Directions for this task: List every line of the records below that contains the word "brown", copying each line in full. Case counts.

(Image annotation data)

###

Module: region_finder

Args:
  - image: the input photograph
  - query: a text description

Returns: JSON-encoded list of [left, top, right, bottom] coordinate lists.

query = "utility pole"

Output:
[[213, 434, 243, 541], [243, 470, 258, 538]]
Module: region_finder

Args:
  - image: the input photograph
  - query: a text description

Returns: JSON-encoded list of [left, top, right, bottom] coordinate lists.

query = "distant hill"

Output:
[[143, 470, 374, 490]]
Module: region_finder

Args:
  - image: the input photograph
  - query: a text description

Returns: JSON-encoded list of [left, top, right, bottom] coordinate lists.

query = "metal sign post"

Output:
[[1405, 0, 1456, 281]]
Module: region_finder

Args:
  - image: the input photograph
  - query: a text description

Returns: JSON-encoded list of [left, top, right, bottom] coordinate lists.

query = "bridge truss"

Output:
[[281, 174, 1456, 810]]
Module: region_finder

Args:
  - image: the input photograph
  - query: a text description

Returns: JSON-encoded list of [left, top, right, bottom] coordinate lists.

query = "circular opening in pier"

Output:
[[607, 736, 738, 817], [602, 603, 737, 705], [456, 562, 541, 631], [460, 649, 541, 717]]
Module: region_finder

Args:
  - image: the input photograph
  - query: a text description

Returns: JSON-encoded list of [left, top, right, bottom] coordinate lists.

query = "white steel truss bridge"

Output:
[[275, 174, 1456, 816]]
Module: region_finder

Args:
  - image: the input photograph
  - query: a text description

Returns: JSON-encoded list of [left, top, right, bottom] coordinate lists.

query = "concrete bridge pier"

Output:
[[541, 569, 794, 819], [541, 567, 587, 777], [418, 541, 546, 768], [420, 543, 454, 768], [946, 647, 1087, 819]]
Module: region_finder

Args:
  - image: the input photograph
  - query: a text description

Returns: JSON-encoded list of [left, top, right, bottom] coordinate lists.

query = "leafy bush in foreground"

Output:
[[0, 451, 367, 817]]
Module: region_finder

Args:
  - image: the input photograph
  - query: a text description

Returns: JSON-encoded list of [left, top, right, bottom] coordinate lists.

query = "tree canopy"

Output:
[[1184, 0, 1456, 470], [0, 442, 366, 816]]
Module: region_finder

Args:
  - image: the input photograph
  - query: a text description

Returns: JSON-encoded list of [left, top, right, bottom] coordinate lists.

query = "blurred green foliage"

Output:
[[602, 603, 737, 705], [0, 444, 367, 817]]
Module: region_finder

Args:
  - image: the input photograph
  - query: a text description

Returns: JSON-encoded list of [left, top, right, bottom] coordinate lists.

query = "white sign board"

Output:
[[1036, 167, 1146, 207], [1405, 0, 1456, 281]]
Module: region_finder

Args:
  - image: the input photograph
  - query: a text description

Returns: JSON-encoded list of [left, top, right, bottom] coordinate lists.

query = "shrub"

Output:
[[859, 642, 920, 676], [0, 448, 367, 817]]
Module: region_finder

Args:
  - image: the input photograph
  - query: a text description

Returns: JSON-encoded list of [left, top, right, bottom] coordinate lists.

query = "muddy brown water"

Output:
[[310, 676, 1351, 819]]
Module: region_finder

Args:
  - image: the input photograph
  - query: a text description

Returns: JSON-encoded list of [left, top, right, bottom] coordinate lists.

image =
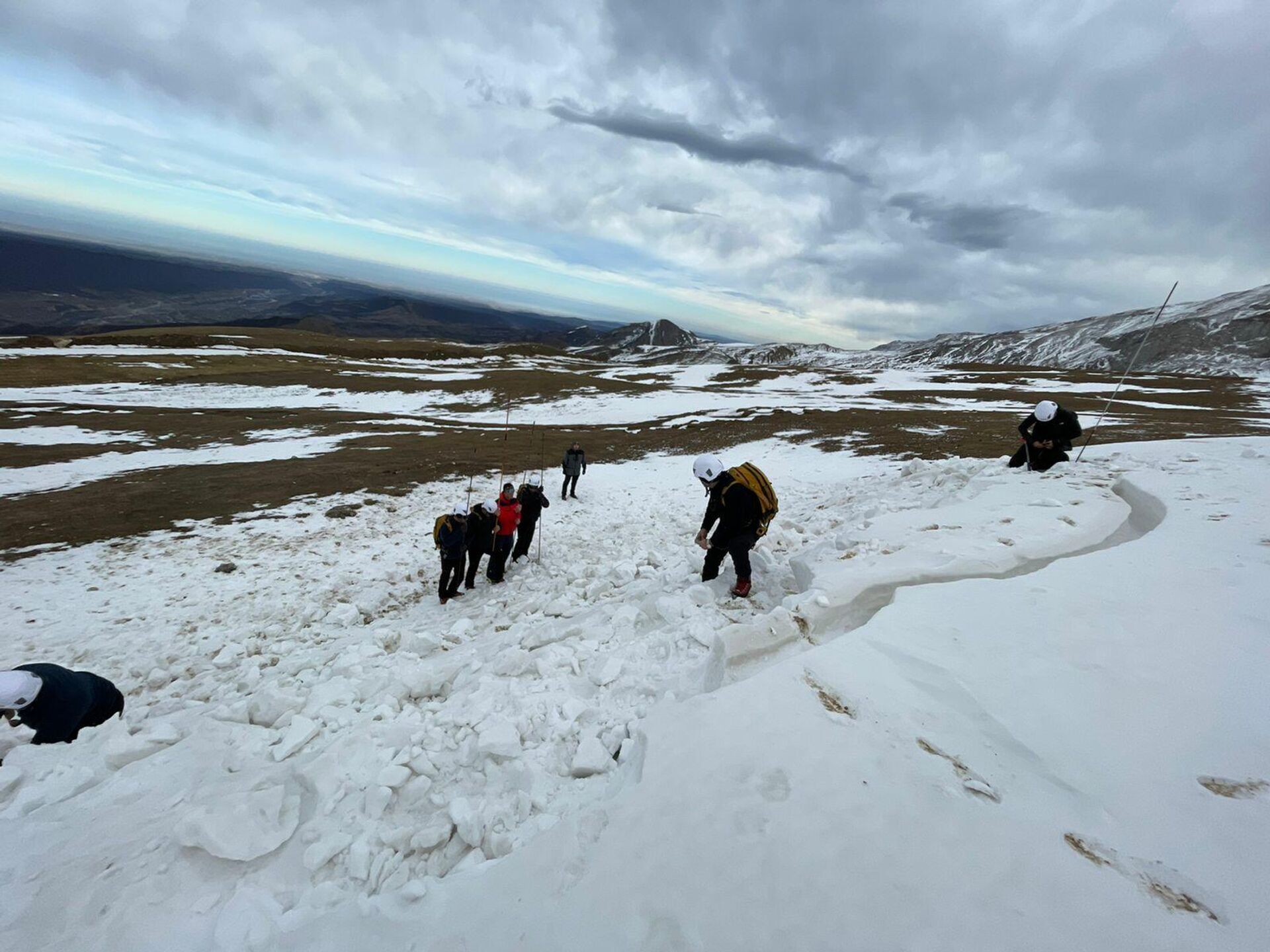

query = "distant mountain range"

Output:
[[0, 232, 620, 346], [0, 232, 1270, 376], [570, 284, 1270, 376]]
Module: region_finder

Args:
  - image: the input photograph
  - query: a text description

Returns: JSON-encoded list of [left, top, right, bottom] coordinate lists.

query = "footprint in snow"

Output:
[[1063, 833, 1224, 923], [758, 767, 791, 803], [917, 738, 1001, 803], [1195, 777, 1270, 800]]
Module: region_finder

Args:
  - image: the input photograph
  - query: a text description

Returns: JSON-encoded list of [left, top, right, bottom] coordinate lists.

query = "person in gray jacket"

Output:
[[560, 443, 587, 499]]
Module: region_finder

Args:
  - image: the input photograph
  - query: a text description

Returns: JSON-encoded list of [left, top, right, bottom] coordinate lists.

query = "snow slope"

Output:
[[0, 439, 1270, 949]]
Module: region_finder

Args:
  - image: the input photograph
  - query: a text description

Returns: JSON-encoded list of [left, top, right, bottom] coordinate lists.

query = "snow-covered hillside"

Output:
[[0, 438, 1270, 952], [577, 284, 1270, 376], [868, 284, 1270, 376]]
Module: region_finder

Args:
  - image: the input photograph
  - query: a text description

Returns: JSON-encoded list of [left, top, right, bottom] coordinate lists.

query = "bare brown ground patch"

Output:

###

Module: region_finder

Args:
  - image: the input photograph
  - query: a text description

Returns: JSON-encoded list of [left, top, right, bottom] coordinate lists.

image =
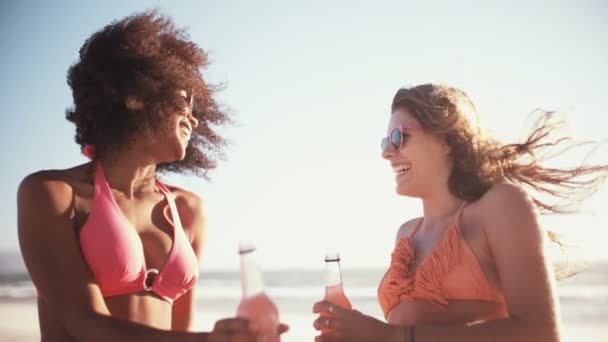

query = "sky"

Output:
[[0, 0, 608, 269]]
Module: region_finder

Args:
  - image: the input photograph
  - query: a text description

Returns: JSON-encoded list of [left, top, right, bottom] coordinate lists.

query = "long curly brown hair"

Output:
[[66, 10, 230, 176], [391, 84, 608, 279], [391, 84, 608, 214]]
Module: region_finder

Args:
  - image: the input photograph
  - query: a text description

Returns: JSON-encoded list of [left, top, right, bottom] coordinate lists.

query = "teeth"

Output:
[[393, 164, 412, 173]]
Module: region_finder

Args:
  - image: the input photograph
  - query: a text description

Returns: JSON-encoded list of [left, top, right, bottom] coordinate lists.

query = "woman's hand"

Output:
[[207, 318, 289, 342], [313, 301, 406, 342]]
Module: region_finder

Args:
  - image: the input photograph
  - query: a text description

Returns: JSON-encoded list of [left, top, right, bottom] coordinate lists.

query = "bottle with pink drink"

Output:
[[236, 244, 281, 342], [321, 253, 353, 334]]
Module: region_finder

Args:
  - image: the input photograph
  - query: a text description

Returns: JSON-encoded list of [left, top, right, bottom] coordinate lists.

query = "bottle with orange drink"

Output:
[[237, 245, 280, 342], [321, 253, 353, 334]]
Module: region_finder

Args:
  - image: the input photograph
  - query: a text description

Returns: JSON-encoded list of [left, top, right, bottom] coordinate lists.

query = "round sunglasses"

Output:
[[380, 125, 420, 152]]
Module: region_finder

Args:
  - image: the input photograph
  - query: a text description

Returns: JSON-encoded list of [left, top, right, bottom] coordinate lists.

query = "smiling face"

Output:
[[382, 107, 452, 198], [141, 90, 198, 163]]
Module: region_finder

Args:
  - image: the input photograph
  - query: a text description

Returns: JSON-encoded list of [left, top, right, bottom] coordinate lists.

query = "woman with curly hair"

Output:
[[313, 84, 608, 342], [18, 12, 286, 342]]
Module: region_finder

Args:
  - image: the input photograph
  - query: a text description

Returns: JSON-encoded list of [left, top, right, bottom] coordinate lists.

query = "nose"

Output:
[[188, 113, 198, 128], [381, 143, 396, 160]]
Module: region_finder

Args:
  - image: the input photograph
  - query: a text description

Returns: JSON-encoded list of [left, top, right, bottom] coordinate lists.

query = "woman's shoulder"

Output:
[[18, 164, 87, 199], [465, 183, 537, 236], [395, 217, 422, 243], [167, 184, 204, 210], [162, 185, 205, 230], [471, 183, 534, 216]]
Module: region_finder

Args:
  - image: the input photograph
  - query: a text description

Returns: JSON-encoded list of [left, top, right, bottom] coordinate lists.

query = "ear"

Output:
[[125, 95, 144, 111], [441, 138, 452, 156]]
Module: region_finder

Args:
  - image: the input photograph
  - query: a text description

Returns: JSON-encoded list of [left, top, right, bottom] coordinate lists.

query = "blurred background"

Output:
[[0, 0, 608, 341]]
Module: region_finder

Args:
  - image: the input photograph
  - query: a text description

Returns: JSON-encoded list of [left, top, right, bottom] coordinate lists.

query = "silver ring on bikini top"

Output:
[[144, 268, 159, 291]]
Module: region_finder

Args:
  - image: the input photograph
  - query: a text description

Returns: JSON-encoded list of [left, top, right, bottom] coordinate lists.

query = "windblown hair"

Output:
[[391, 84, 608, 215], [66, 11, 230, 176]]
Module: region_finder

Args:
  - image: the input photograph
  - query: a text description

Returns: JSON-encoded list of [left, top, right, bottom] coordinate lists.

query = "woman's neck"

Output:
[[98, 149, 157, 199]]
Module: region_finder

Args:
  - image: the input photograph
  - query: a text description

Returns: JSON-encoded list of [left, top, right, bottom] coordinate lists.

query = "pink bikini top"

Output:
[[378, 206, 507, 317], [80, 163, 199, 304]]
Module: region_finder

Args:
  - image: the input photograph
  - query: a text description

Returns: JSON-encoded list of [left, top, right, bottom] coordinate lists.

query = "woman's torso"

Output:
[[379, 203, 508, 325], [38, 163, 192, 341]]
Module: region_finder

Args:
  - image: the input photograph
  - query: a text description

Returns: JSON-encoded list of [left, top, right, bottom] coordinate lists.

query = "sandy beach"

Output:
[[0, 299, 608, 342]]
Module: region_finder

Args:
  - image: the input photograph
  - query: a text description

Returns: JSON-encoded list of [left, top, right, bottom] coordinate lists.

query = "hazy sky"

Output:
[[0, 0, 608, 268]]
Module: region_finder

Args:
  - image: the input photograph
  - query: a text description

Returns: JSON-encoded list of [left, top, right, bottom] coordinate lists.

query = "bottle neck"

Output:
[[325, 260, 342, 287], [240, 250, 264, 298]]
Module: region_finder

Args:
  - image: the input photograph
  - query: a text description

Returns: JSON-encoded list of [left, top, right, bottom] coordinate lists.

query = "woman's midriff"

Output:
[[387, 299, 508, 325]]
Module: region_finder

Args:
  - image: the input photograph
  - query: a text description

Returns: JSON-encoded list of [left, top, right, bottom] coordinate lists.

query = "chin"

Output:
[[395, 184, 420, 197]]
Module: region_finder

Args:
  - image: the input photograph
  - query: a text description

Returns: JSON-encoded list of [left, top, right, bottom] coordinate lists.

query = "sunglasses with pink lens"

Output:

###

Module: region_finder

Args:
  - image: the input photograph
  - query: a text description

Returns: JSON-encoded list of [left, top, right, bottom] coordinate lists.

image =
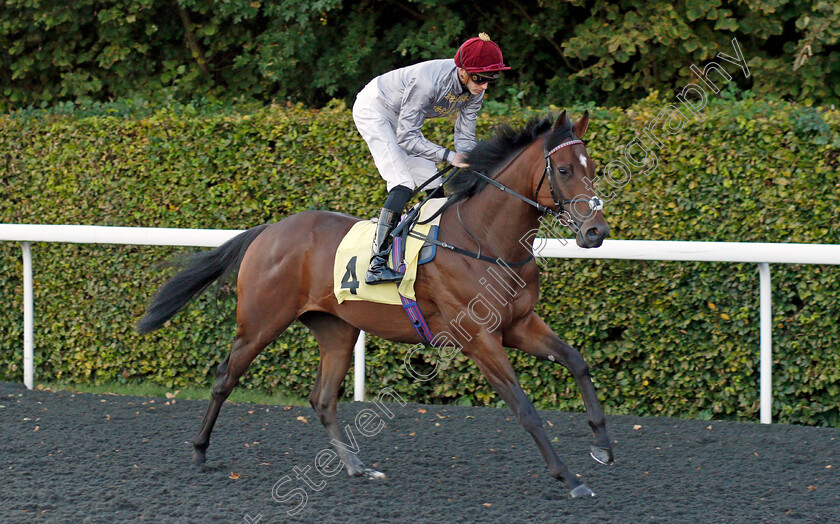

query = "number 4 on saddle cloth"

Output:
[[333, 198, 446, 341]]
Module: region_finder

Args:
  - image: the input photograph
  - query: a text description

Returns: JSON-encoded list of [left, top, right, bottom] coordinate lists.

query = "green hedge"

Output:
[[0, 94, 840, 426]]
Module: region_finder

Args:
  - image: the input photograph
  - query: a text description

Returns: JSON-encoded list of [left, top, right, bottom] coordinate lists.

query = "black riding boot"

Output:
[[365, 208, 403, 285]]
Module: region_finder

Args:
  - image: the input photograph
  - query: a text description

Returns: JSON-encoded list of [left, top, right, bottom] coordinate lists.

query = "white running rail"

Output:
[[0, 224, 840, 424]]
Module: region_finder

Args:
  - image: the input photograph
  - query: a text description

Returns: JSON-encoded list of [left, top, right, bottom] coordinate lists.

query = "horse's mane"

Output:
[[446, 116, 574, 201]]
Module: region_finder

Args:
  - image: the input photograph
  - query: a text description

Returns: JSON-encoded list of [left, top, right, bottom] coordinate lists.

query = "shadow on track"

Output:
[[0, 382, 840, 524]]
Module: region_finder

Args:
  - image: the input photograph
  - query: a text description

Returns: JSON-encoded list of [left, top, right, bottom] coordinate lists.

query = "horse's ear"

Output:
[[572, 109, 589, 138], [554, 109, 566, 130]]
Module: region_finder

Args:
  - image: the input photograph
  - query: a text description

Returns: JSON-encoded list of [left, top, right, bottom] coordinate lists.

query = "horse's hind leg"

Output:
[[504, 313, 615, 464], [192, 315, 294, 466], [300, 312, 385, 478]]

###

Full answer:
query = "muddy brown water"
query = "bare brown ground patch"
query = "long curly brown hair"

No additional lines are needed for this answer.